● **ASSIGNMENT**:
A picture-free, exact copy of all the records below is the goal.

-=-=-=-=-

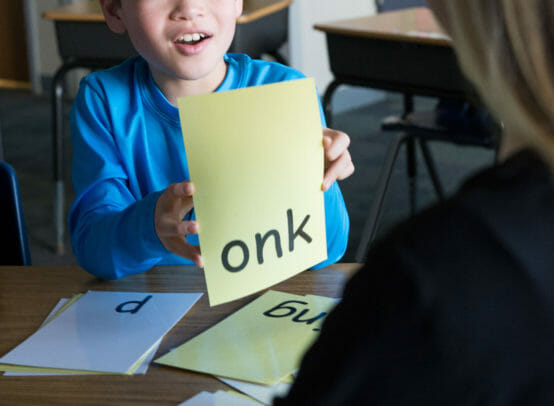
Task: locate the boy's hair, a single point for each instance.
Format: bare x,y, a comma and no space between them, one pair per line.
506,47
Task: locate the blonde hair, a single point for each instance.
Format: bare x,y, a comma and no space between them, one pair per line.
506,48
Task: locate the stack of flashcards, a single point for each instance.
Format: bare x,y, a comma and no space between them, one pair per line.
257,349
219,398
100,333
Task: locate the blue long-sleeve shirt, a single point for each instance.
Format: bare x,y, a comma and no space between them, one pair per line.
128,148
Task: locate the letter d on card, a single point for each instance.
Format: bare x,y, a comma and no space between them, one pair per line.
255,157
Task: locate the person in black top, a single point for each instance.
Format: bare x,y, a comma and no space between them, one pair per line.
456,305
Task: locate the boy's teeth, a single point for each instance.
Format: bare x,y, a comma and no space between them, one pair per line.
192,37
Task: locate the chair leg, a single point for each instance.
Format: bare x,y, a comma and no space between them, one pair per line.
432,169
1,144
411,167
372,221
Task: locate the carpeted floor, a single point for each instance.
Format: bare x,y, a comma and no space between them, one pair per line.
25,123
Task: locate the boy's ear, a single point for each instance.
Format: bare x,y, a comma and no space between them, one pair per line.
238,8
111,9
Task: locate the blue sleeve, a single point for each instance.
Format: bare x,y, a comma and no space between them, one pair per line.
337,226
112,230
337,222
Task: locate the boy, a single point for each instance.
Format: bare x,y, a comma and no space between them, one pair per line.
129,166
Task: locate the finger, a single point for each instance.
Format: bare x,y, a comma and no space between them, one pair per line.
334,143
338,170
179,246
183,189
187,228
179,199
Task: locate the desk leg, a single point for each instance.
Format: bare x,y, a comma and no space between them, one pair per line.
371,225
57,156
58,88
327,99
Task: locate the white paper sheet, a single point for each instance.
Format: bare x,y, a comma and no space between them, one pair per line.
262,393
103,331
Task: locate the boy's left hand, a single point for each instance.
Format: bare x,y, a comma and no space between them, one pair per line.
338,162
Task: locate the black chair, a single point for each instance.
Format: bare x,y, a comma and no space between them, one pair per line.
14,245
451,121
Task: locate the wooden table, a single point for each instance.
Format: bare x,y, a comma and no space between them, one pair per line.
85,41
27,294
404,51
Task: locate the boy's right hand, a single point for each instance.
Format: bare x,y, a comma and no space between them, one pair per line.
172,206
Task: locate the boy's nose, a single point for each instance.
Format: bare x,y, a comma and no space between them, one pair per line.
187,9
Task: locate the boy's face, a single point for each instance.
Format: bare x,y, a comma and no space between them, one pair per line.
180,39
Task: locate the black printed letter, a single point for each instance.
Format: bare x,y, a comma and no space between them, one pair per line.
138,304
290,309
298,232
225,256
260,242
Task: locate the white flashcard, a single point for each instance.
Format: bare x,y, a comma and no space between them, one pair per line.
103,331
200,399
262,393
223,398
219,398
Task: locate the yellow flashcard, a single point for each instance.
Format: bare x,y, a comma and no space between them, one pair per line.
263,342
255,157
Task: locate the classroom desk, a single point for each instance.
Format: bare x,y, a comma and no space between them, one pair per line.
27,294
404,51
84,41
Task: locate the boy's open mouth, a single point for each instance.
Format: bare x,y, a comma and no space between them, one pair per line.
191,39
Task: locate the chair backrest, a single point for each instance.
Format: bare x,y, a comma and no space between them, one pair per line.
390,5
14,245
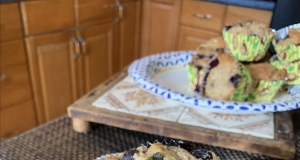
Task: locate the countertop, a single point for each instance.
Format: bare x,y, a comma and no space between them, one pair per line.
259,4
57,140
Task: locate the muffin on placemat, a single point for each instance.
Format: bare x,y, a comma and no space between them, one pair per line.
292,68
227,79
248,41
266,81
287,43
159,151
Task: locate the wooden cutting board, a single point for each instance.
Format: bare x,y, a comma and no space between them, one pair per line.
82,112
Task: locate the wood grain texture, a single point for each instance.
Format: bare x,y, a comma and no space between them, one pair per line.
92,12
217,11
97,59
235,14
16,88
12,53
159,26
129,33
51,58
46,16
10,22
191,38
17,119
281,147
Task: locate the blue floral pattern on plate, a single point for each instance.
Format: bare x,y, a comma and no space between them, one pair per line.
142,69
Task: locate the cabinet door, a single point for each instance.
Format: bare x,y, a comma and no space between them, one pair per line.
128,33
10,22
46,16
14,80
53,73
97,53
159,26
190,38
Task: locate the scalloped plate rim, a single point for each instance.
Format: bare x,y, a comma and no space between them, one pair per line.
137,71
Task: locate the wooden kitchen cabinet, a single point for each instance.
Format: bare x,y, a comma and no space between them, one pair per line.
47,16
53,67
191,38
94,11
128,33
159,26
235,14
96,49
10,22
66,65
203,15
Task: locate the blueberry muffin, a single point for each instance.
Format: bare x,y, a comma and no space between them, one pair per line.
214,44
267,81
288,48
174,151
227,79
247,41
197,67
292,68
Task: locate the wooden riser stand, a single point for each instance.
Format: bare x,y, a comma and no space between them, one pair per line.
82,112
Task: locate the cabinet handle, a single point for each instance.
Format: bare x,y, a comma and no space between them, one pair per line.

-=-=-=-=-

● **RESPONSE**:
Task: locate the boy's hair, a single point for each instance.
Format: bare x,y, a comma and no space between them, one pair per line.
506,47
Task: locate the blonde hair, a single point for each instance.
Format: bare x,y, a comma and no space between them, one pair per line.
506,48
Task: locate the stack of flashcards, a single point for each instance.
Format: bare x,y, a comma and no space between them, one pair per line.
257,349
219,398
100,333
Task: locate the blue long-sleeve shirt, a single point for each instance.
Format: bare x,y, a comma and no space between them, one pair per line.
128,148
Task: locate the letter d on card, a single point for each instance.
Format: bare x,y, a comma and no space between them, one pair per line.
255,157
Task: locate the person in black top, a single point for each instance.
Format: bare x,y, a comma and no space between them, one pair per line.
456,305
Task: locate the boy's teeth, a single point for each instance.
Format: bare x,y, a comma and no space between them, one pair per line.
192,37
Task: locate the chair leg, a single point for each instance.
Format: bare x,y, a comma and no space between them, one pair per line.
432,169
1,144
411,167
372,221
Task: locate the carpeted floor, a single point for each instance.
Format: bare x,y, a comma and no space between them, one pair per line.
25,123
Task: locate the boy's ear, a single point for each instance.
Format: bare x,y, a comma and no space between them, one pair per line.
238,8
111,9
Task: locate the blue sleeve, a single point for each instance.
Format: bare x,y, a comma and no space between them, one pair per line.
337,226
112,230
337,222
Task: locate the boy, a single point for each instance.
Format: bare x,y, a comma and no space between them, one pair per line.
129,166
Task: locate the finger, a single point for each instance.
Format: bare x,y, a comma and no space between them, one pair per line.
334,143
338,170
179,246
183,189
187,228
179,199
Task: locate the desk leg, a single point for each instance.
Format: bare x,y, a comma and no space between them, one pair per line.
371,225
57,156
58,88
327,99
Task: locate the white paper sheet, a single point for each instance.
Format: bare x,y, a comma and no space between them, one pair per line.
262,393
103,331
Task: locate the boy's left hand, a single point for each instance.
Format: bare x,y, a comma and no space between them, one pair per line.
338,162
Task: locate the black chair, a single point for each instance.
Format: bare x,y, a comma and no space between them, one pair per line.
14,245
451,121
Task: locate the wooden table, a single point for each instance.
Format: bare x,y, a comma and no space between them, one pair per line.
85,41
27,294
404,51
Task: locate the boy's right hand, a single point for each instance.
Format: bare x,y, a comma and no space between them, one pair per line.
172,206
Task: locate the boy's nose, a single point for each instance.
Format: bare x,y, a comma and no space between them, one pair per line.
187,9
Task: locate the boy's face, a single point for each instance.
Format: bare x,y, a comma and no space between them, one pair per line.
180,39
Task: locate the black printed letter, a single point for each instance.
Format: bare x,y, a comma and no space between them, one pair per line.
138,304
290,309
298,232
225,256
260,242
Task: locate the white flashcard, a single point for each instance.
Format: bare x,y, a comma and no space between them, one pair per line.
103,331
200,399
262,393
223,398
219,398
Task: locate the yellow flashcard, a single point for each instance.
Format: bare x,y, a comma and no space between them, one pair per line.
263,342
255,157
Task: locate the classroom desk, a single point for each instance.
Format: bare x,y, a comma and no space between them, one pair per line.
27,294
404,51
84,41
Task: locate the boy's open mouth, a single point for each instance.
Format: bare x,y, a comma and no space between them, one pair per line.
191,39
Task: locate the chair backrest, a single point for each instance.
Format: bare x,y, a comma and no space between them, one pair per line.
390,5
14,245
Task: locate the countertop, a single point for each instance.
Format: bare x,y, a comma and no space between them, one pair per line.
259,4
57,140
Task: locate the muffin on placemat, a single point for each instance.
Format: bare x,y, a comma and no space between them, one pair per line.
292,68
227,79
248,41
266,81
287,43
159,151
Task: locate the wooden cutting board, a single point for each instance.
Format: bare x,y, a comma and no space between them, one pair per line.
82,112
Task: locate the wood grain texture, a single point for each instance.
Format: bare x,y, a comma and no space between them, one pair per line.
92,12
217,11
97,59
235,14
16,88
12,53
159,26
129,33
51,58
46,16
10,22
191,38
17,119
281,147
Task: locate the blue floral pattern on plate, a single point for each instance.
Format: bare x,y, a comma and no space between them, one pair per line.
142,69
Task: locate the cabinet door, a single point for each instance.
Format: bare x,y, a comma and no space between them, one pair per line.
128,33
10,22
46,16
14,80
53,73
97,53
159,26
190,38
Task: locate the scalloped plate rim, a single point for each instance.
Format: bare x,y, a comma and no space between them, one pair per line.
137,71
Task: locate the wooden kitchen cabinet, a single point for each instance.
Format: bare x,y, a comma and no space between them, one pair per line.
47,16
53,67
191,38
94,11
128,33
159,26
235,14
96,49
10,22
66,65
203,15
Task: locate the blueberry muffin, a single point for each instance.
Format: bare x,y, a comma and no space between them, one pair per line.
214,44
267,81
288,48
174,151
227,79
247,41
197,67
292,68
Task: locate the wooden riser stand, a single point for each instance.
Format: bare x,y, a comma and no space between them, one pair per line.
82,112
Task: locate the cabinet handle, a single point for each instance.
Format: bare x,y, a comma and no space between them, one pair per line.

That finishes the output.